▶ Supplied text:
This paper will argue that the practical import of this approach to nature, personhood, and divinity is best understood in current times by placing it in relation to recent legal attempts to establish the personhood of nonhuman, natural entities like rivers and mountains. Such attempts have predominately relied on three sources of argumentation: Traditional accounts of nature’s cultural and/or religious significance, environmentally conscious arguments for the interconnectivity of ecological systems and their role in sustaining human life, and the legal doctrines of parens patriae (which establishes governments as ‘parents’ to the members of a nation) and in loco parentis (which establishes entities or organizations that may act in place of parents). This paper will take recent court decisions surrounding the proposed personhood of the Ganges and Yamuna rivers (and their surrounding ecologies and glacial sources) as emblematic of such legal efforts to establish environmental personhood, and argue that Ayurveda’s person-based understanding of nature bolsters the court’s arguments by developing conceptual approaches to both nature and divinity that erase their potential distance from the human. By framing their intimate interrelation as a matter of health and happiness versus illness and suffering, Ayurveda reframes legal and environmental concerns as matters of public health and as fundamental determinants of the viability of law-based societies. As a totalistic program for understanding interconnections that sustain living systems, Ayurveda compels us to think beyond the anthropocentric logics of “othering” and exploitation, and to embrace philosophical, legal, and ethical frameworks that extend personhood to nonhuman entities.

▶ Source information:
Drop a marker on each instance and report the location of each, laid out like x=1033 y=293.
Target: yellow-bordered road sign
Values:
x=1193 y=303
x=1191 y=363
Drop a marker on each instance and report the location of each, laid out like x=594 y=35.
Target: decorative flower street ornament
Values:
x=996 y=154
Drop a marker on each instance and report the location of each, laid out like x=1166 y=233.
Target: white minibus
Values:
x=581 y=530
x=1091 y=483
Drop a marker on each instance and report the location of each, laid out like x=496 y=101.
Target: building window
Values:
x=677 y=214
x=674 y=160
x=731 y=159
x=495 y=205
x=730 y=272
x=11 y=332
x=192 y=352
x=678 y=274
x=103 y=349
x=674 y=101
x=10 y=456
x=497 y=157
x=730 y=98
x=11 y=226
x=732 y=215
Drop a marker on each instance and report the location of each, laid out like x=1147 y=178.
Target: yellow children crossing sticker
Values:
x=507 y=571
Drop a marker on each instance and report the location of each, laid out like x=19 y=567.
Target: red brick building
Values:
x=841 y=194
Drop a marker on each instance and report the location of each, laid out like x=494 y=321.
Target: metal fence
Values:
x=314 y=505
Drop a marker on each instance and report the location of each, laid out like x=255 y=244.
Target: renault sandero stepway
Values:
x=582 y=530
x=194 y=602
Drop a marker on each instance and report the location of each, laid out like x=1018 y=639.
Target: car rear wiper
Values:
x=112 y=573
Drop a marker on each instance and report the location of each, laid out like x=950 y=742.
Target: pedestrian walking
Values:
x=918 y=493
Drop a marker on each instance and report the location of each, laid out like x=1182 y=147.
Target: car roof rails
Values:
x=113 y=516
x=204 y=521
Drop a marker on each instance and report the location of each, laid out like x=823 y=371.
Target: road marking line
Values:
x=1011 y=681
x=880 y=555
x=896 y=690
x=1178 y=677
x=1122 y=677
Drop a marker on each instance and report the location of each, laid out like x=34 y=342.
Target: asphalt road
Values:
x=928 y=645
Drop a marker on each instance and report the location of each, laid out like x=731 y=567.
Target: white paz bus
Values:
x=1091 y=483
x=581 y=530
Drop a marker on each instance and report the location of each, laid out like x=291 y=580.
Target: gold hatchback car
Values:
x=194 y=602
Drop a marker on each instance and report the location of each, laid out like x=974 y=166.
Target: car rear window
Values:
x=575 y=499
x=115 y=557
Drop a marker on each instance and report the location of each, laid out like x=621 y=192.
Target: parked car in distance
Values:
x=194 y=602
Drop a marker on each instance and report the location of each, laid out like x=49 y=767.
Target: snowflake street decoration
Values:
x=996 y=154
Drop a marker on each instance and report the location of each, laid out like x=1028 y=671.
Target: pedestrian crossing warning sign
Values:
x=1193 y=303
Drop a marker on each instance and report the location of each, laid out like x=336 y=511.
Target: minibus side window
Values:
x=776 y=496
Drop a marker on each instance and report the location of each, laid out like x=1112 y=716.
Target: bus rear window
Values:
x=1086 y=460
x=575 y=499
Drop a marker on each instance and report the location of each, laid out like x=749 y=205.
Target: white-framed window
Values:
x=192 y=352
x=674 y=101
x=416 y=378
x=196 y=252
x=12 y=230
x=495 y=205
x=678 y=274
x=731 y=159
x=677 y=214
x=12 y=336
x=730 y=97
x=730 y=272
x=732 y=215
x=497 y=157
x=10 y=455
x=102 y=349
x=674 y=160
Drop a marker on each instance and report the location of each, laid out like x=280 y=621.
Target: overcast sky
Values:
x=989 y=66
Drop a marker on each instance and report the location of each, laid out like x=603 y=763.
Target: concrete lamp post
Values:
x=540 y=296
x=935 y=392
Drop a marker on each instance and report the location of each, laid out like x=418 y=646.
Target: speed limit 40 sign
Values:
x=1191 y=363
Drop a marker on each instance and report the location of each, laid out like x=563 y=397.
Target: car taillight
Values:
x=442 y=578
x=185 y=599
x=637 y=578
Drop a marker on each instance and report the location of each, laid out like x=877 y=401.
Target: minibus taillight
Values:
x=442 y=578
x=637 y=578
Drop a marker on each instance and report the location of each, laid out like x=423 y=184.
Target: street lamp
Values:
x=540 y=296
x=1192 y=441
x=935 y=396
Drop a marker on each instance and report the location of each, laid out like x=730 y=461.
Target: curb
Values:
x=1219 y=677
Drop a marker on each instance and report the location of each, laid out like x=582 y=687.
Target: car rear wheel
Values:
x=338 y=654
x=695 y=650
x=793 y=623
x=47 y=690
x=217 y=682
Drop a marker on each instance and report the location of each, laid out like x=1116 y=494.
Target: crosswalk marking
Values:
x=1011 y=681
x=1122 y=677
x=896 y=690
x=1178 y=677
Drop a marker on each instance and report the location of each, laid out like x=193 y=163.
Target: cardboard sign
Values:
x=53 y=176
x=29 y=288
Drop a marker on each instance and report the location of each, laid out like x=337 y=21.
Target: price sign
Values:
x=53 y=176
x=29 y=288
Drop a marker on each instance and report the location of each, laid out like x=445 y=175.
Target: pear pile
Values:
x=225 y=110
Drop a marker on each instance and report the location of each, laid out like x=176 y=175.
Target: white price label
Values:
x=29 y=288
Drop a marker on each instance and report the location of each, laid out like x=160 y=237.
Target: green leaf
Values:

▶ What you should do:
Answer these questions about the passage on environmental personhood:
(a) Which two rivers are named in the court decisions the paper treats as emblematic?
(b) What does the doctrine of parens patriae establish?
(c) As what does Ayurveda reframe legal and environmental concerns?
Nothing in the material is required for this work.

▶ Output of the task:
(a) The Ganges and the Yamuna.
(b) It establishes governments as "parents" to the members of a nation.
(c) As matters of public health and as fundamental determinants of the viability of law-based societies.